[Natural-language object grounding data]
=== Begin Enclosure ===
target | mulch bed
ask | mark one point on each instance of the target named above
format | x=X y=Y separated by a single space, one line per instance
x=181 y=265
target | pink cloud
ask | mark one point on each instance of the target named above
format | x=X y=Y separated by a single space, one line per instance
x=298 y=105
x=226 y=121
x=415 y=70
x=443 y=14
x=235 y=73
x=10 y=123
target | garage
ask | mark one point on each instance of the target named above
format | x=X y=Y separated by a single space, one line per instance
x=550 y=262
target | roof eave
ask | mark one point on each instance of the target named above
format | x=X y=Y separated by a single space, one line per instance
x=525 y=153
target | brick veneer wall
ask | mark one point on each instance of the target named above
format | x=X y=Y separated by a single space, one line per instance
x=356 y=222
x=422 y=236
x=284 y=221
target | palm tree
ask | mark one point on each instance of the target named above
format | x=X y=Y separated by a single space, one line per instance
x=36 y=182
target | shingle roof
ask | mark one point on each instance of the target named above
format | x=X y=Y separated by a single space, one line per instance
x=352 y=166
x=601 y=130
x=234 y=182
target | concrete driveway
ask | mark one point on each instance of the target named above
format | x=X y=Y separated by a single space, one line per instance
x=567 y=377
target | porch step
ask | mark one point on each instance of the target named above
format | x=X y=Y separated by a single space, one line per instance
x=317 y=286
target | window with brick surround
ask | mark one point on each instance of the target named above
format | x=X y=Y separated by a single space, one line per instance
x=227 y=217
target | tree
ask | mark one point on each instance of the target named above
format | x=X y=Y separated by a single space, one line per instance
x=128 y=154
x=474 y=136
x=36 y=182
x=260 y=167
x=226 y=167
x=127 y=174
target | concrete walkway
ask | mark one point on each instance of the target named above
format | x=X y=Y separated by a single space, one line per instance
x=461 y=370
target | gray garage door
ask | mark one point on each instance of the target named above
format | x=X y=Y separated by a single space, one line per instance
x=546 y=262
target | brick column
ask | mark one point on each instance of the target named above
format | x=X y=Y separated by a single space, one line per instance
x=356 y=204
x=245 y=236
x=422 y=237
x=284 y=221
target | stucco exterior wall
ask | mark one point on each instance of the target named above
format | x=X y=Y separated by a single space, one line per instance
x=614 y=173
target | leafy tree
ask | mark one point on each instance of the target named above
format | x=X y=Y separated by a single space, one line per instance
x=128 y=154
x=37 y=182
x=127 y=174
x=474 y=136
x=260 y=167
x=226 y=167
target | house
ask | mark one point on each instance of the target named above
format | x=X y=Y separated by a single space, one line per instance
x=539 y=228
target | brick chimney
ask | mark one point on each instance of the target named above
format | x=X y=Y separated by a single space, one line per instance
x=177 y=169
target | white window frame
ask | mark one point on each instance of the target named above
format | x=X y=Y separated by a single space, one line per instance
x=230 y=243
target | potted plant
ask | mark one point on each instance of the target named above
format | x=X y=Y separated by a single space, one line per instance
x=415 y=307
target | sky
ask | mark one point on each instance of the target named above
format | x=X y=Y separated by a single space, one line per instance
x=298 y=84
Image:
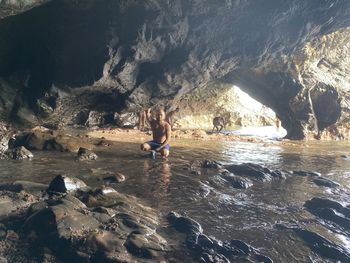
=== End Enclosure ===
> What is expected:
Tally every line in these entries where the string "concrete" occurs. The tally alone is the answer.

> Solution to the exercise:
2